Start

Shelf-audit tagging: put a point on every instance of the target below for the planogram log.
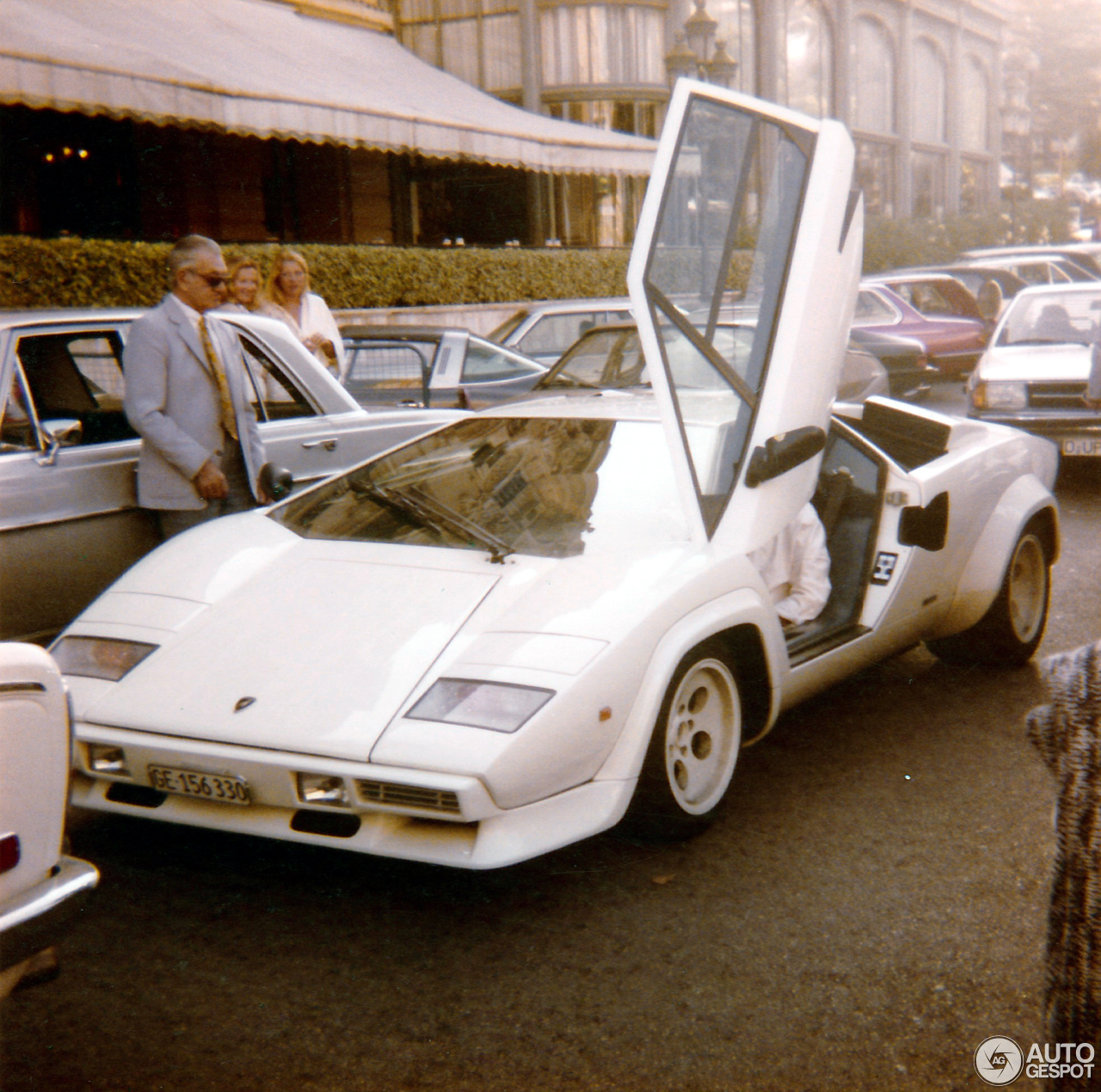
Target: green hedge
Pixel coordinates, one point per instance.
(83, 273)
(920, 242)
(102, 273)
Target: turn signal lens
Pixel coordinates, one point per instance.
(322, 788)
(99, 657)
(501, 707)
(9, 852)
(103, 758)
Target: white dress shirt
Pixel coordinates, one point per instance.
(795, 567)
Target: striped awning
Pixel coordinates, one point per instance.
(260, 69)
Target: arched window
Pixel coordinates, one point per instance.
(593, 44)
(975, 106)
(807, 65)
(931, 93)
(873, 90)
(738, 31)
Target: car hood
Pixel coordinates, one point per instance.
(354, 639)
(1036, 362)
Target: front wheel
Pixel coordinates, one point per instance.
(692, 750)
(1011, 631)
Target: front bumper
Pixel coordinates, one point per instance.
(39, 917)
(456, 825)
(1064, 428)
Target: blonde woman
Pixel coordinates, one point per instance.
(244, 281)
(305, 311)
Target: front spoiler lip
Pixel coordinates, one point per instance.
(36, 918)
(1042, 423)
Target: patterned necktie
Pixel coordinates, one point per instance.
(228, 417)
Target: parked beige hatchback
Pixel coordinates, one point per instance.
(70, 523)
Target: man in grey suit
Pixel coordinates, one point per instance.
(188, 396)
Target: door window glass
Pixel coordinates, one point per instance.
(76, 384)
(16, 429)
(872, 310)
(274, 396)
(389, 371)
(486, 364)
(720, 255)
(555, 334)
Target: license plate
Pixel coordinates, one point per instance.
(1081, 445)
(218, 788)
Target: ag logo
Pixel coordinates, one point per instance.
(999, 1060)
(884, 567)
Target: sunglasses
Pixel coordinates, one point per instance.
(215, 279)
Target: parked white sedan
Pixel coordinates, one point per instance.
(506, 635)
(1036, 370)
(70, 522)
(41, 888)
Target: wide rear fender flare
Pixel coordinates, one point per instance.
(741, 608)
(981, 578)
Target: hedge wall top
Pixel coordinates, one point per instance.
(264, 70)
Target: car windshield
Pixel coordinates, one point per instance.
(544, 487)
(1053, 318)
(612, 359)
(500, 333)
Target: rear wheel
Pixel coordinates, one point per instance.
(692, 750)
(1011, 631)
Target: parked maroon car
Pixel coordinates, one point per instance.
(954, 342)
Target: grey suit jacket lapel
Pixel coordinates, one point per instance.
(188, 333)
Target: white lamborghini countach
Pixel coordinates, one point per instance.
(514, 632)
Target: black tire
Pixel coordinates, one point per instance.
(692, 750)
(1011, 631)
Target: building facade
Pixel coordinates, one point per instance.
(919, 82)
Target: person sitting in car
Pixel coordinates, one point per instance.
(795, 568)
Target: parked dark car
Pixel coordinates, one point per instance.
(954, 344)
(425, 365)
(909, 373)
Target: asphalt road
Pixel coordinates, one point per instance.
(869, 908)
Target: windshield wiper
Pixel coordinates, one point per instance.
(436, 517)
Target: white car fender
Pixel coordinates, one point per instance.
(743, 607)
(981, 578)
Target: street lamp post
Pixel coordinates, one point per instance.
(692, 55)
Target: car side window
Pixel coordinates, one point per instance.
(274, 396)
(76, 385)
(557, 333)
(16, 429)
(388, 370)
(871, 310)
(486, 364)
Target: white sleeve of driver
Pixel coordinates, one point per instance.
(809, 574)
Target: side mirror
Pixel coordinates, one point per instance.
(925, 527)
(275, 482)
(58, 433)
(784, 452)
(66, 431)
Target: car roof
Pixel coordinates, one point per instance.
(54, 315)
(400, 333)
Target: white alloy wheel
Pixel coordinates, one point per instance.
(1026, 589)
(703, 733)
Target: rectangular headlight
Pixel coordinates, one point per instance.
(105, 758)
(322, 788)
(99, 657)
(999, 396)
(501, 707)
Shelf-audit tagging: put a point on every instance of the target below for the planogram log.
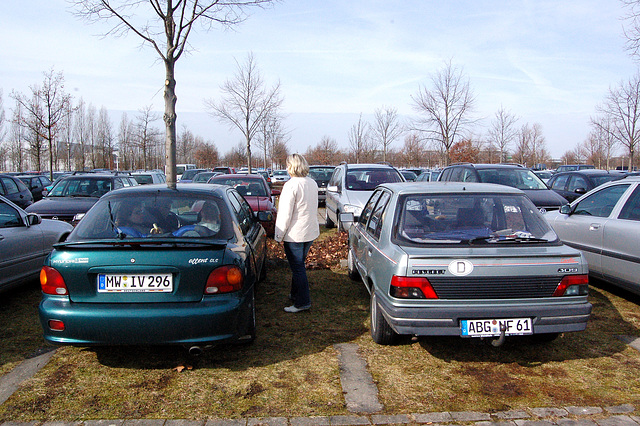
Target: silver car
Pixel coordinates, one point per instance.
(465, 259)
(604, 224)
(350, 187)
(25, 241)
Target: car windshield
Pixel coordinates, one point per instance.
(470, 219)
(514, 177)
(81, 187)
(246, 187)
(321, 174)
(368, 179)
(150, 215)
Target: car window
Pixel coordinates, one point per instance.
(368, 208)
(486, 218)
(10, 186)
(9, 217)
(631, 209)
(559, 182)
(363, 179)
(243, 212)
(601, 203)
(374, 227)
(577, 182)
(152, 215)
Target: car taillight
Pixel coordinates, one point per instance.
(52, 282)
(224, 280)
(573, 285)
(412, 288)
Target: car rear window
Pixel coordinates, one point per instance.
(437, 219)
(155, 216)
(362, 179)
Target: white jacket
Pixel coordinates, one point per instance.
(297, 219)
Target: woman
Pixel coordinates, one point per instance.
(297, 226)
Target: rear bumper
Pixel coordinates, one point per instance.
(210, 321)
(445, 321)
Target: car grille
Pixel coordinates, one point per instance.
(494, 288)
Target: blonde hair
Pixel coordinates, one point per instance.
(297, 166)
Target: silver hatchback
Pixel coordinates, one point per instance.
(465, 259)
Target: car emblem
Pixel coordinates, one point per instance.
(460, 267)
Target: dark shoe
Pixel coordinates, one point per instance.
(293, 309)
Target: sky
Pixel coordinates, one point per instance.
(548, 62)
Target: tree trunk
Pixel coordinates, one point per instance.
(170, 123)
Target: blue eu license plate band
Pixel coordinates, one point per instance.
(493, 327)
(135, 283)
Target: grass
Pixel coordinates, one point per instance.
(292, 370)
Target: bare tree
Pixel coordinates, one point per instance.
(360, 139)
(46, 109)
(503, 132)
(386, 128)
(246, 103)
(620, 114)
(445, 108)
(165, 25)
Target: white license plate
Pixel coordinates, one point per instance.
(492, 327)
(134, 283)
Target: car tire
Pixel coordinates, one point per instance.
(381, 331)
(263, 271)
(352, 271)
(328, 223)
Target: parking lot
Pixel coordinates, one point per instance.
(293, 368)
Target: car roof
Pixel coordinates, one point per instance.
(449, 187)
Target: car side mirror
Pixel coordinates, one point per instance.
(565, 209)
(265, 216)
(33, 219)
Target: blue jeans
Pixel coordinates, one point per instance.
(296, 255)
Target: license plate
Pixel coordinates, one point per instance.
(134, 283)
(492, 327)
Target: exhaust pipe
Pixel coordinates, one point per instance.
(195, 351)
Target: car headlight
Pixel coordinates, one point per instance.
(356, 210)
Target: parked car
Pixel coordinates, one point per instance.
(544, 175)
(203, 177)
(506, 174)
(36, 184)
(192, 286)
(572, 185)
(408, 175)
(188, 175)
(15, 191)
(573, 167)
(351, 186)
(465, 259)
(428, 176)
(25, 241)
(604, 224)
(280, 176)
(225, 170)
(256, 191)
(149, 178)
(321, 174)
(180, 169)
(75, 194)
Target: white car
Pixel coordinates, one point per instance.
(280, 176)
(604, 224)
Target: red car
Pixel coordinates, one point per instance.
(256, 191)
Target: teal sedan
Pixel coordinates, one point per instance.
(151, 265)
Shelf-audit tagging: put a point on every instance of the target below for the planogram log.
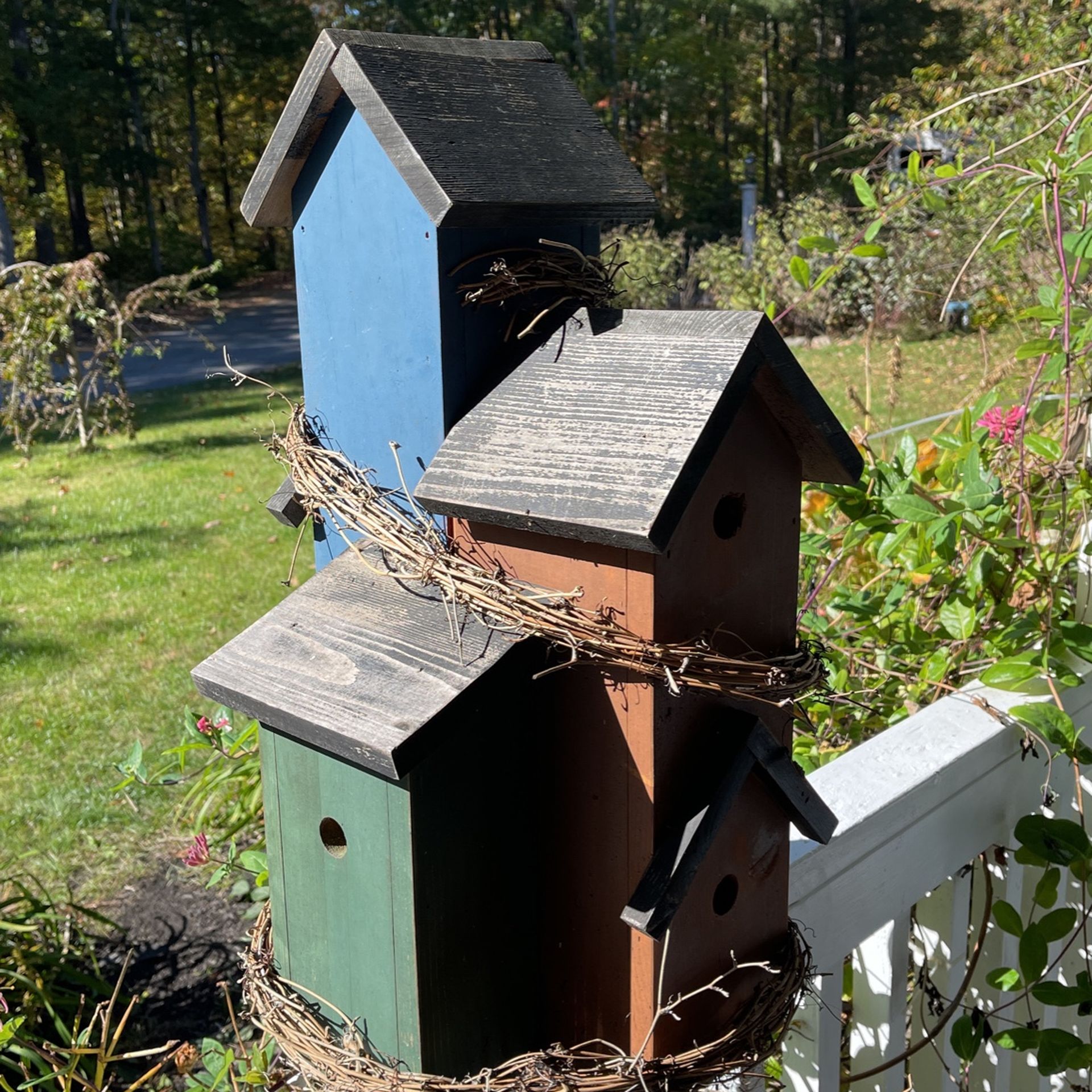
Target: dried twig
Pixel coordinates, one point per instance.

End

> Exercise instructions
Copy out the entries verbatim and leave the images out.

> Response to this task
Shelf-audit tagging: put a point on every instance of the target below for the planogram log.
Target: green hedge
Pixel coordinates, one point per instance.
(83, 273)
(920, 242)
(102, 273)
Target: turn signal lens
Pixel coordinates, one point per instance.
(322, 788)
(99, 657)
(501, 707)
(9, 852)
(103, 758)
Target: white dress shirt
Pixel coordinates, one point per instance.
(795, 567)
Target: striped awning
Pixel coordinates, one point per instance.
(260, 69)
Target: arched window
Pixel coordinates, one point per instance.
(593, 44)
(975, 106)
(807, 65)
(931, 93)
(873, 90)
(738, 31)
Target: car hood
Pixel coordinates, one point per instance.
(354, 639)
(1036, 362)
Target: front wheel
Pixel coordinates, one point per instance.
(692, 750)
(1011, 631)
Target: front bumper
Pixel coordinates, one point per instance.
(39, 917)
(456, 825)
(1064, 428)
Target: blonde woman
Pixel coordinates, one point per instance.
(244, 281)
(305, 311)
Target: front spoiler lip
Pixel coordinates, one point per instance.
(36, 918)
(1042, 423)
Target: patterned necktie
Pixel coordinates, one point per instance.
(228, 417)
Target: parked beige hatchback
Pixel coordinates, one point per instance.
(70, 523)
Target: man in grey suit
Pixel coordinates, one point per instance.
(188, 396)
Target: door window glass
Pixel coordinates, one point per instance.
(76, 384)
(16, 429)
(872, 310)
(274, 396)
(389, 371)
(486, 364)
(720, 255)
(555, 334)
Target: license plate
Pixel coordinates, one point per instance.
(1081, 445)
(218, 788)
Target: ag logo
Pixel coordinates, one point per instance.
(999, 1060)
(884, 567)
Target: sunglasses
Pixel coordinates, one point per instance.
(215, 279)
Target: parked white sedan
Pixel coordinates, one point per instance.
(506, 635)
(1036, 370)
(70, 522)
(41, 888)
Target: wide rear fender flare
Pixel coordinates, one point per instance.
(741, 608)
(981, 578)
Target: hedge wall top
Pixel coordinates, one point per instance.
(264, 70)
Target: car windshield
Pixel coordinates, one point per instance.
(544, 487)
(1053, 318)
(612, 359)
(500, 333)
Target: rear wheel
Pixel coordinates, one point per instance.
(692, 750)
(1011, 631)
Target: parked maroon car
Pixel coordinates, one point per instance.
(954, 342)
Target: grey suit jacket lapel
Pixel coordinates, one point per instance.
(188, 333)
Target: white lamborghini countach
Pixel coordinates, one point per instance.
(514, 632)
Target: black tire
Pixel coordinates, one point per instance.
(692, 750)
(1011, 631)
Target: building facade
Pixel coordinates, one point per instance.
(919, 82)
Target: person sitting in car
Pixel coordinates, one point per instance.
(795, 568)
Target: parked dark car
Pixel coordinates, one point per instance.
(954, 344)
(425, 365)
(909, 373)
Target: asphalt road
Pixel coordinates, one point per instance.
(869, 908)
Target: windshield wiper
Pixel coordinates, one point per instance.
(436, 517)
Target: white car fender
Pixel coordinates, one point per instance.
(743, 607)
(981, 578)
Target: street lamp post
Pixel coordinates, one point per instance.
(692, 55)
Target: car side window
Pixel coordinates, one point per instance.
(274, 396)
(76, 385)
(557, 333)
(16, 429)
(388, 370)
(871, 310)
(486, 364)
Target: white sleeve of driver
Pixel coordinates, one point per instance.
(809, 574)
Target: side mirror
Pixel coordinates, one point per instance.
(925, 527)
(275, 482)
(58, 433)
(784, 452)
(66, 431)
Target: car roof
Pixel coordinates, one point per instance.
(54, 315)
(400, 333)
Target: white alloy wheel
Pixel coordinates, one point per instance.
(1026, 589)
(703, 733)
Target: rectangular headlight
Pixel coordinates, one point per instance.
(105, 758)
(322, 788)
(99, 657)
(999, 396)
(501, 707)
Shelf-audit tagging: put a point on every instance of the target below for the planogram log.
Target: silver car
Pixel coordinates, one point per instance.
(465, 259)
(604, 224)
(350, 187)
(25, 241)
Target: car windshield
Pixel coordinates, one point per instance.
(470, 219)
(514, 177)
(81, 187)
(246, 187)
(321, 174)
(368, 179)
(150, 215)
Target: car window
Pixel coordinates, one point per instance.
(368, 208)
(486, 218)
(10, 186)
(9, 217)
(631, 209)
(559, 182)
(363, 179)
(243, 212)
(601, 203)
(374, 227)
(577, 182)
(152, 215)
Target: car taillight
Pixel coordinates, one point per instance.
(52, 282)
(224, 280)
(573, 285)
(412, 288)
Target: car rear window
Pixel coordinates, one point per instance.
(437, 219)
(155, 216)
(362, 179)
Target: white jacket
Pixel coordinates, one point per instance.
(297, 219)
Target: woman
Pixel coordinates, one point per instance.
(297, 226)
Target: rear bumper
Pixel coordinates, one point per instance.
(210, 321)
(445, 321)
Target: car grille
Pixel coordinates, one point per instance.
(494, 288)
Target: blonde hair
Pixel coordinates, one point per instance.
(297, 166)
Target: silver hatchback
Pixel coordinates, one point per instance.
(465, 259)
Target: car emblem
Pixel coordinates, one point per instance.
(460, 267)
Target: dark shoe
Pixel coordinates, one point per instance.
(293, 309)
Target: sky
Pixel coordinates, one point per instance.
(548, 62)
Target: tree trunk
Pixel coordinates, one point per instance.
(170, 123)
Target: blue eu license plate band
Pixel coordinates, one point per instance.
(493, 327)
(135, 283)
Target: grass
Pixel coordinates, one point per instance.
(292, 370)
Target: bare tree
Pixel coordinates, one point per instance.
(360, 139)
(46, 109)
(503, 132)
(386, 128)
(246, 103)
(620, 114)
(445, 108)
(165, 25)
Target: white license plate
Pixel coordinates, one point per instance.
(492, 327)
(134, 283)
Target: car tire
Pixel coordinates, one point per instance.
(381, 331)
(263, 271)
(352, 271)
(328, 223)
Target: parking lot
Pixel coordinates, one point per instance.
(293, 368)
Target: car roof
Pixel coordinates, one point per instance.
(449, 187)
Target: car side mirror
Pixel coordinates, one point per instance.
(565, 209)
(265, 216)
(33, 219)
Target: blue jeans
Pixel coordinates, one point per instance.
(296, 255)
Target: license plate
Pixel coordinates, one point per instance.
(134, 283)
(492, 327)
Target: exhaust pipe
Pixel coordinates, one point per instance.
(195, 351)
Target: car headlight
Pixel coordinates, one point per instance.
(356, 210)
Target: parked car
Pixel coordinates, one point per instance.
(544, 175)
(203, 177)
(506, 174)
(36, 184)
(192, 286)
(572, 185)
(408, 175)
(188, 175)
(15, 191)
(573, 167)
(351, 186)
(465, 259)
(428, 176)
(25, 241)
(604, 224)
(280, 176)
(225, 170)
(256, 191)
(149, 178)
(321, 174)
(180, 169)
(75, 194)
Target: white car
Pixel coordinates, one point per instance.
(280, 176)
(604, 224)
Target: red car
Pixel coordinates, one point per instance.
(256, 191)
Target: teal sedan
Pixel coordinates, one point per instance.
(151, 265)
Shelf-audit tagging: put a point on every instance of the target below for the planogram log.
Target: dried twig
Pixel coordinates, one point per instance.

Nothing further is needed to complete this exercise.